* _Directions for this task_: Only the opening lines of the listing, through the one with "# put a marker", are to be retyped, each exactly as it stands.

* _Records shown_:
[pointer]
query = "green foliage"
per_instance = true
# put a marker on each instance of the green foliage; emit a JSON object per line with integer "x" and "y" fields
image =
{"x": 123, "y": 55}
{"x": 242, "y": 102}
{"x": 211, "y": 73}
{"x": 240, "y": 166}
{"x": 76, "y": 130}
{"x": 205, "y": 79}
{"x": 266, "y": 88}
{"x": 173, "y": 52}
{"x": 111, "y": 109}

* _Response_:
[pointer]
query = "green foliage"
per_instance = true
# put a marker on each instance of the green foliage; emit a JSON object per line with integer "x" and "y" fields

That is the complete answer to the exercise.